** FRAGMENTO PROPORCIONADO **
• • • • • • •

Eli Feinzaig, en varias intervenciones públicas (entre otras, una respuesta a Enrique Obregón), afirma no saber qué es el neoliberalismo y opta por definirse como un liberal clásico. Su discurso se caracteriza por constantes ataques al Estado costarricense y un rechazo absoluto a que este intervenga en la economía más allá de funciones cuidadosamente delimitadas (como seguridad o educación pública). Según esta perspectiva, el tamaño del Estado es el principal obstáculo para que Costa Rica alcance el desarrollo, y la mejor estrategia para reducir la pobreza pasaría por la disminución del sector público y la reducción de impuestos y regulaciones.
No conozco personalmente a Feinzaig, y no sé si esta ignorancia del concepto “neoliberalismo” es de buena fe o una impostura. En cualquier debate corresponde dar el beneficio de la duda, pero Feinzaig parece ser una persona instruida, y el neoliberalismo no es un término particularmente obscuro, por más que a menudo se lo utilice de manera imprecisa. Incluso el FMI reconoce su validez, a la vez que admite que sus recetas no siempre dieron los mejores resultados. Pero pretender ignorancia sobre el neoliberalismo es una estrategia retórica utilizada por intelectuales o economistas de esta tendencia, como Carlos Alberto Montaner, y que esconde una trampa ideológica que me parece necesario develar.
El neoliberalismo se refiere a un conjunto de propuestas económicas y al pensamiento político que las subyace; la privatización de bienes públicos, la reducción de impuestos y del Estado, la desregulación de los mercados (sobre todo financieros, pero también laborales) y una creciente movilidad del capital. Tiene como referentes, entre otros, a Friedrich Hayek y Milton Friedman. El prefijo neo obedece a que se trata de una reacción frente a la expansión del rol del Estado a lo largo del siglo XX. Luego de la crisis del 29, que provocó la Gran Depresión, el capitalismo laissez-faire quedó desprestigiado en la mayoría de los países industrializados, así como los del tercer mundo, y dio paso a una mayor regulación de los mercados (sobre todo los financieros, vistos como responsables de la crisis) y a una mayor participación del Estado en la economía. La versión costarricense de este proceso fue la socialdemocracia que construyó el PLN tras la guerra del 48, y que supuso una ampliación del rol del Estado en la economía, así como de los derechos económicos de la mayoría de la población.
En Europa y Estados Unidos, el cuarto de siglo posterior a la Segunda Guerra Mundial constituyó una especie de edad de oro del capitalismo, con altas tasas de crecimiento, baja desigualdad y abundantes oportunidades económicas. En los años setenta, sin embargo, la crisis del petróleo y la estanflación pusieron en duda el consenso keynesiano de posguerra. La respuesta en la mayoría de los países fue una mezcla de políticas que hoy llamamos neoliberales, para las cuales se acuñó el concepto de “Consenso de Washington”: desregulación financiera, reducción de impuestos, disminución del Estado y privatización de servicios públicos (es decir, el programa económico de Feinzaig y su partido). A nivel global las caras más visibles de esta transformación fueron Ronald Reagan y Margaret Thatcher.

• • • • • • •

** Datos de anotación de ubicación de objetos **
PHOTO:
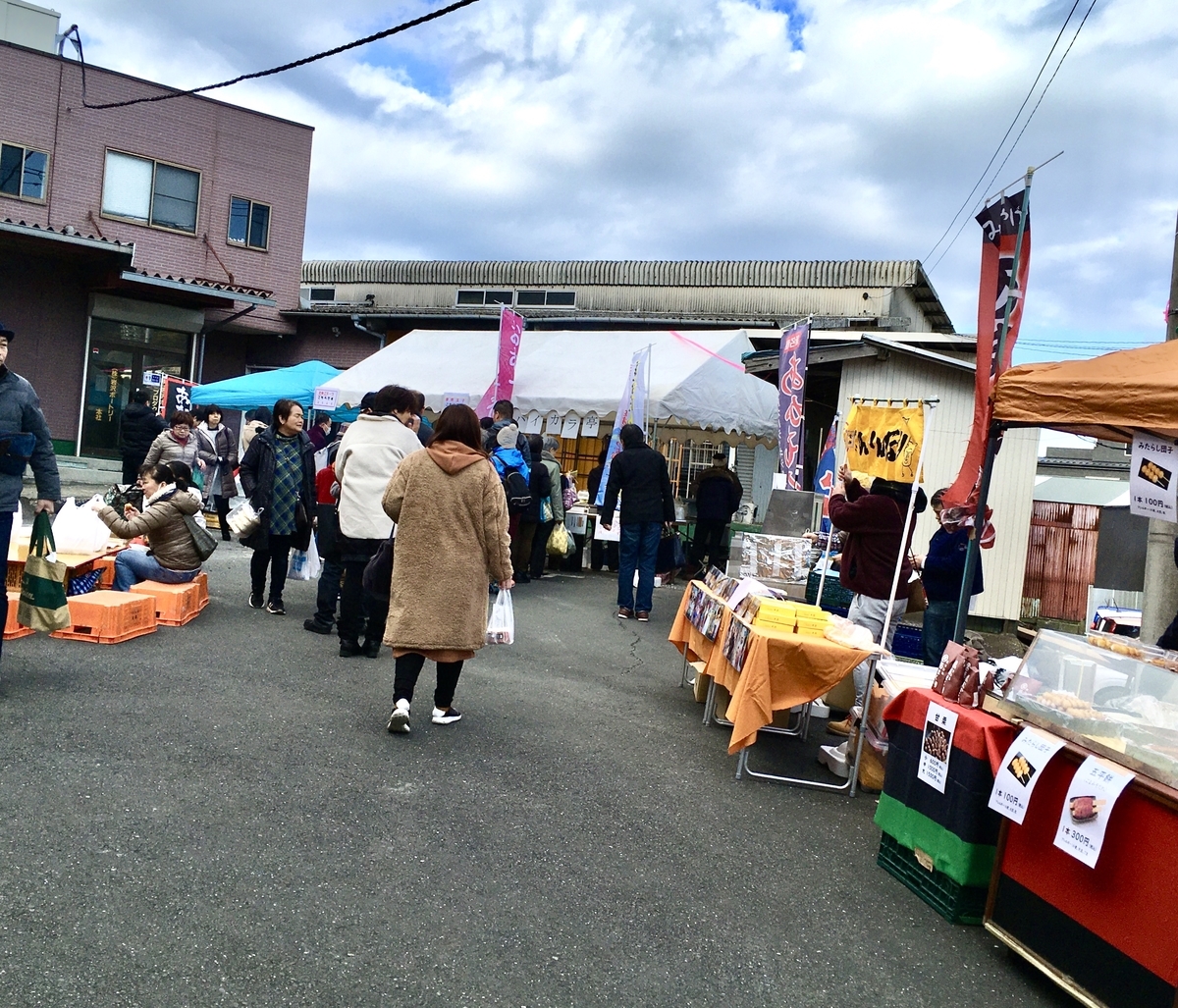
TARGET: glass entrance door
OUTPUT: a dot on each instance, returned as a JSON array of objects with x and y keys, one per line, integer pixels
[{"x": 123, "y": 358}]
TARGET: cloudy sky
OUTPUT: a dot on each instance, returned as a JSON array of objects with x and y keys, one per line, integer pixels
[{"x": 713, "y": 130}]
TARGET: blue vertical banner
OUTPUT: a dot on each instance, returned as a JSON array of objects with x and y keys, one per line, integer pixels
[{"x": 792, "y": 401}]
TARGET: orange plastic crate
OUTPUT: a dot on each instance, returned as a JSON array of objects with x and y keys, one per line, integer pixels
[
  {"x": 109, "y": 617},
  {"x": 176, "y": 605},
  {"x": 12, "y": 629}
]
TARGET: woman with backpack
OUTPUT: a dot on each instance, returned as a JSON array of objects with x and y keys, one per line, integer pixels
[
  {"x": 540, "y": 485},
  {"x": 552, "y": 508}
]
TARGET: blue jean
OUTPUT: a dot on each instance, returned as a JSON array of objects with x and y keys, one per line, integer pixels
[
  {"x": 637, "y": 550},
  {"x": 940, "y": 622},
  {"x": 133, "y": 566}
]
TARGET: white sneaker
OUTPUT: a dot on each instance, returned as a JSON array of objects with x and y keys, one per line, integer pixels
[
  {"x": 399, "y": 720},
  {"x": 834, "y": 758}
]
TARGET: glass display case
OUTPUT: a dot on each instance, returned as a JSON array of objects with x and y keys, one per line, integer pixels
[{"x": 1107, "y": 693}]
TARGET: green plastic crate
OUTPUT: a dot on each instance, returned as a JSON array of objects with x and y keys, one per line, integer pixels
[{"x": 959, "y": 905}]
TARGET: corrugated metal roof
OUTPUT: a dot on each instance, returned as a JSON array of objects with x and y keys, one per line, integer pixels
[
  {"x": 627, "y": 272},
  {"x": 1072, "y": 490}
]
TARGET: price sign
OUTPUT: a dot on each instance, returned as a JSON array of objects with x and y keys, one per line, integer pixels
[
  {"x": 1088, "y": 808},
  {"x": 1020, "y": 771},
  {"x": 325, "y": 399},
  {"x": 1152, "y": 478},
  {"x": 937, "y": 746}
]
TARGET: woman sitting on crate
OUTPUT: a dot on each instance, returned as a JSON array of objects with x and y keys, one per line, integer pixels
[{"x": 172, "y": 557}]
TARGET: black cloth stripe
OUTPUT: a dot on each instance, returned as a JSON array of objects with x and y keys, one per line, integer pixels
[
  {"x": 963, "y": 808},
  {"x": 1101, "y": 970}
]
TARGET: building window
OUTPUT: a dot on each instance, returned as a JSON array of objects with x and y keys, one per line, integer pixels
[
  {"x": 23, "y": 172},
  {"x": 557, "y": 298},
  {"x": 248, "y": 223},
  {"x": 151, "y": 192},
  {"x": 484, "y": 296}
]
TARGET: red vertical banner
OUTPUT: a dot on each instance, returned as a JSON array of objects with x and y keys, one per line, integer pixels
[
  {"x": 792, "y": 401},
  {"x": 504, "y": 385},
  {"x": 999, "y": 236}
]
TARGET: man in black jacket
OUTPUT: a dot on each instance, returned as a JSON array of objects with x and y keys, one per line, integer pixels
[
  {"x": 718, "y": 493},
  {"x": 640, "y": 473},
  {"x": 139, "y": 428}
]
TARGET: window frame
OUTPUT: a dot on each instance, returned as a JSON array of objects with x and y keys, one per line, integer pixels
[
  {"x": 151, "y": 201},
  {"x": 25, "y": 148},
  {"x": 248, "y": 219}
]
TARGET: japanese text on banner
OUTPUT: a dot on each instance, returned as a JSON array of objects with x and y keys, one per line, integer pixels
[
  {"x": 1151, "y": 478},
  {"x": 792, "y": 401},
  {"x": 884, "y": 441}
]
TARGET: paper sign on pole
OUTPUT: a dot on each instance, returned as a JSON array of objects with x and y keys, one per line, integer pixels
[
  {"x": 630, "y": 410},
  {"x": 884, "y": 441},
  {"x": 1020, "y": 771},
  {"x": 1151, "y": 478},
  {"x": 325, "y": 399},
  {"x": 1088, "y": 808},
  {"x": 937, "y": 746}
]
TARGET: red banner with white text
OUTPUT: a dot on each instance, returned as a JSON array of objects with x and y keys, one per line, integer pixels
[{"x": 999, "y": 236}]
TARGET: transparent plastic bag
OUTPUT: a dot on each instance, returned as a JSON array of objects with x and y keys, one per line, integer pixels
[{"x": 501, "y": 626}]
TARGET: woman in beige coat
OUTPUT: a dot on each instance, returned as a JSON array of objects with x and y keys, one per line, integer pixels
[{"x": 452, "y": 540}]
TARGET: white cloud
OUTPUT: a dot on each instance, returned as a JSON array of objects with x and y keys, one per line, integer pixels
[{"x": 693, "y": 129}]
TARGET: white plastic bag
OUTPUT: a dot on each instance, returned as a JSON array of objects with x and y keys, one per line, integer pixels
[
  {"x": 305, "y": 564},
  {"x": 80, "y": 530},
  {"x": 501, "y": 626}
]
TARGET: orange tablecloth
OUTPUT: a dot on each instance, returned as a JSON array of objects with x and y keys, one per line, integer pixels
[{"x": 781, "y": 670}]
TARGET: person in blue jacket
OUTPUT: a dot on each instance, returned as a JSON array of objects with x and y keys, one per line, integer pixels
[{"x": 941, "y": 572}]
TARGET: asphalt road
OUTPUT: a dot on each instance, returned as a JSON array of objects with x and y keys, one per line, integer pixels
[{"x": 216, "y": 815}]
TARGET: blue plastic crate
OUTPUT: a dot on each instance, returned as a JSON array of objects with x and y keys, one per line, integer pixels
[{"x": 908, "y": 642}]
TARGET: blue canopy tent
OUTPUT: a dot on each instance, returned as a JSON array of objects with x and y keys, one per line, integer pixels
[{"x": 265, "y": 388}]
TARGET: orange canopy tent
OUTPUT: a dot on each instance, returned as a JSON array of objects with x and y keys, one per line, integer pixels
[{"x": 1107, "y": 397}]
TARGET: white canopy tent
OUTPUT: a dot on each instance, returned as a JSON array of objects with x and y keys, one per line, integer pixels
[{"x": 696, "y": 378}]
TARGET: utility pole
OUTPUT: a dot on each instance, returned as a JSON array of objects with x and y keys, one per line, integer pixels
[{"x": 1160, "y": 573}]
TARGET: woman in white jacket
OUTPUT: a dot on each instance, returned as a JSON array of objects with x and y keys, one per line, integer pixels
[{"x": 369, "y": 453}]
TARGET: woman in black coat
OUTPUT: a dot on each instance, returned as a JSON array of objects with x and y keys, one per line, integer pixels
[{"x": 278, "y": 477}]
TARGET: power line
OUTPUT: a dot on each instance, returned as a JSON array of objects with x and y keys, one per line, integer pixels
[
  {"x": 1010, "y": 129},
  {"x": 1011, "y": 151},
  {"x": 76, "y": 37}
]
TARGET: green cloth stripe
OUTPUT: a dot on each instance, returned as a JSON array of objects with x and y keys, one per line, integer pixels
[{"x": 965, "y": 864}]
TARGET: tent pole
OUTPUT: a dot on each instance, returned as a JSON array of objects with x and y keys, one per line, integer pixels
[{"x": 995, "y": 434}]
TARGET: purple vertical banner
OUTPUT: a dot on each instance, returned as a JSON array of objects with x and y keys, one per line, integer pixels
[{"x": 792, "y": 401}]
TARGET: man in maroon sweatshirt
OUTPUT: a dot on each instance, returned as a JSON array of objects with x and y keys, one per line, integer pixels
[{"x": 873, "y": 540}]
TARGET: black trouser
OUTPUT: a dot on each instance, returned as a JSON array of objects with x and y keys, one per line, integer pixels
[
  {"x": 359, "y": 611},
  {"x": 711, "y": 540},
  {"x": 540, "y": 548},
  {"x": 409, "y": 667},
  {"x": 328, "y": 593},
  {"x": 277, "y": 557},
  {"x": 222, "y": 504}
]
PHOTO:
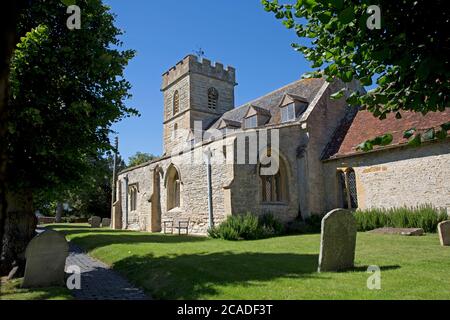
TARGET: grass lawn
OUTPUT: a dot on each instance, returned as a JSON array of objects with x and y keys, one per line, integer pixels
[
  {"x": 172, "y": 267},
  {"x": 11, "y": 290}
]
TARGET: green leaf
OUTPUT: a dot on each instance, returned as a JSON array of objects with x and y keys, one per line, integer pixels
[
  {"x": 347, "y": 15},
  {"x": 409, "y": 133},
  {"x": 347, "y": 76},
  {"x": 429, "y": 135},
  {"x": 337, "y": 95},
  {"x": 446, "y": 126},
  {"x": 441, "y": 134},
  {"x": 365, "y": 146},
  {"x": 386, "y": 139},
  {"x": 416, "y": 141},
  {"x": 69, "y": 2},
  {"x": 325, "y": 17},
  {"x": 338, "y": 4}
]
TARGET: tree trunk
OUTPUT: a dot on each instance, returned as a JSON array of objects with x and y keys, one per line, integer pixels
[
  {"x": 9, "y": 13},
  {"x": 20, "y": 228},
  {"x": 59, "y": 212}
]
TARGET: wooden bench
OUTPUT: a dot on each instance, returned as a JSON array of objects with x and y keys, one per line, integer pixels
[{"x": 180, "y": 224}]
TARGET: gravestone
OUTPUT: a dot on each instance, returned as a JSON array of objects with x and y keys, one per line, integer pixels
[
  {"x": 95, "y": 222},
  {"x": 106, "y": 223},
  {"x": 45, "y": 260},
  {"x": 444, "y": 233},
  {"x": 338, "y": 241}
]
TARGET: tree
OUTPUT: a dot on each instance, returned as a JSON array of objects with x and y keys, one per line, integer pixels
[
  {"x": 140, "y": 158},
  {"x": 9, "y": 15},
  {"x": 409, "y": 53},
  {"x": 67, "y": 89},
  {"x": 93, "y": 197}
]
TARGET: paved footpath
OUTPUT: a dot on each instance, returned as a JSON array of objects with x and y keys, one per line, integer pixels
[{"x": 98, "y": 281}]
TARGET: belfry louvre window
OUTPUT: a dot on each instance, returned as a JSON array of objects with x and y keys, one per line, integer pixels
[
  {"x": 213, "y": 97},
  {"x": 176, "y": 102},
  {"x": 133, "y": 191},
  {"x": 347, "y": 185}
]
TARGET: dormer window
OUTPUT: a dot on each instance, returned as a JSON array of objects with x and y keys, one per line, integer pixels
[
  {"x": 291, "y": 107},
  {"x": 256, "y": 117},
  {"x": 288, "y": 113},
  {"x": 213, "y": 97},
  {"x": 251, "y": 122}
]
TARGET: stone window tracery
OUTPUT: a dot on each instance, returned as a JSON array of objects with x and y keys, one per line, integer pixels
[
  {"x": 176, "y": 103},
  {"x": 347, "y": 186},
  {"x": 274, "y": 188},
  {"x": 213, "y": 97}
]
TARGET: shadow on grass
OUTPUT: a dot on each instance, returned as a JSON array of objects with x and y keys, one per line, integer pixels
[
  {"x": 365, "y": 268},
  {"x": 194, "y": 276},
  {"x": 91, "y": 239}
]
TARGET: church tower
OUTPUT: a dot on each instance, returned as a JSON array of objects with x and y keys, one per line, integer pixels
[{"x": 195, "y": 91}]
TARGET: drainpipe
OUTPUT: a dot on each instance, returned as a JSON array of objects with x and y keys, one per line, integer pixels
[
  {"x": 207, "y": 156},
  {"x": 114, "y": 180},
  {"x": 126, "y": 202}
]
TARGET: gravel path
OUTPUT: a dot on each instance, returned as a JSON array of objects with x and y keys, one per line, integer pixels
[{"x": 98, "y": 281}]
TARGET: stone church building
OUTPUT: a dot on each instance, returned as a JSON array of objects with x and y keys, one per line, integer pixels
[{"x": 217, "y": 157}]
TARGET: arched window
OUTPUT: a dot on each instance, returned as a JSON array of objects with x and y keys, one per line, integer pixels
[
  {"x": 274, "y": 187},
  {"x": 213, "y": 97},
  {"x": 173, "y": 188},
  {"x": 347, "y": 186},
  {"x": 133, "y": 191},
  {"x": 175, "y": 130},
  {"x": 176, "y": 102}
]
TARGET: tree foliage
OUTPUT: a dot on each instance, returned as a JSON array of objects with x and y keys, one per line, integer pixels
[
  {"x": 140, "y": 158},
  {"x": 68, "y": 88},
  {"x": 409, "y": 55}
]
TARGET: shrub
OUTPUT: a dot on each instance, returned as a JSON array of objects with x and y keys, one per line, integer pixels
[
  {"x": 425, "y": 216},
  {"x": 247, "y": 227},
  {"x": 307, "y": 226}
]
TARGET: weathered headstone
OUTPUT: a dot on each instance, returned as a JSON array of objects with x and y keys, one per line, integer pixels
[
  {"x": 95, "y": 222},
  {"x": 45, "y": 260},
  {"x": 106, "y": 223},
  {"x": 338, "y": 241},
  {"x": 444, "y": 233}
]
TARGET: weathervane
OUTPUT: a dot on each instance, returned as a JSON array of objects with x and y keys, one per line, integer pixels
[{"x": 200, "y": 53}]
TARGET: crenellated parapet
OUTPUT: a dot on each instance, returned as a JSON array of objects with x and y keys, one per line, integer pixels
[{"x": 191, "y": 64}]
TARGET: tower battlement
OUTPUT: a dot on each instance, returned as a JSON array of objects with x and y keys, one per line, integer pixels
[{"x": 191, "y": 64}]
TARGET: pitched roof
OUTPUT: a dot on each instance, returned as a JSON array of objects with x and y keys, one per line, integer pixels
[
  {"x": 306, "y": 88},
  {"x": 261, "y": 111},
  {"x": 362, "y": 126}
]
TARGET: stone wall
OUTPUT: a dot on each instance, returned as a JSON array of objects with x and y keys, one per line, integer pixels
[
  {"x": 246, "y": 189},
  {"x": 396, "y": 177},
  {"x": 322, "y": 118},
  {"x": 194, "y": 200},
  {"x": 192, "y": 79}
]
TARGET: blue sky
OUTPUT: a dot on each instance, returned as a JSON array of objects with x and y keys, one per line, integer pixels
[{"x": 235, "y": 32}]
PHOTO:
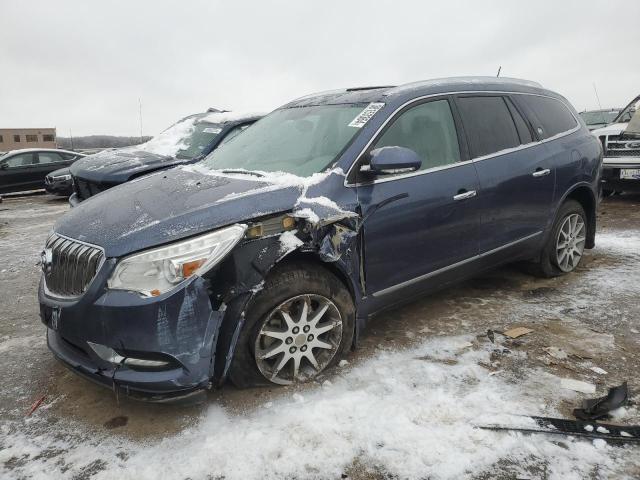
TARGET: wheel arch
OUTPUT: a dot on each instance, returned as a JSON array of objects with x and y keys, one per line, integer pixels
[{"x": 583, "y": 194}]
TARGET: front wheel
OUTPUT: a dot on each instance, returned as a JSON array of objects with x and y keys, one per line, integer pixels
[
  {"x": 565, "y": 246},
  {"x": 300, "y": 324}
]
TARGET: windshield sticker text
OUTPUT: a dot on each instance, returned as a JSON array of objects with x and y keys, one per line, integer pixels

• • • • • • •

Imprime del fragmento sobre el neoliberalismo todo lo que va desde "No conozco personalmente" hasta "parece necesario develar.". Las entradas proceden de otra fuente.

** TAREA RESUELTA **
No conozco personalmente a Feinzaig, y no sé si esta ignorancia del concepto “neoliberalismo” es de buena fe o una impostura. En cualquier debate corresponde dar el beneficio de la duda, pero Feinzaig parece ser una persona instruida, y el neoliberalismo no es un término particularmente obscuro, por más que a menudo se lo utilice de manera imprecisa. Incluso el FMI reconoce su validez, a la vez que admite que sus recetas no siempre dieron los mejores resultados. Pero pretender ignorancia sobre el neoliberalismo es una estrategia retórica utilizada por intelectuales o economistas de esta tendencia, como Carlos Alberto Montaner, y que esconde una trampa ideológica que me parece necesario develar.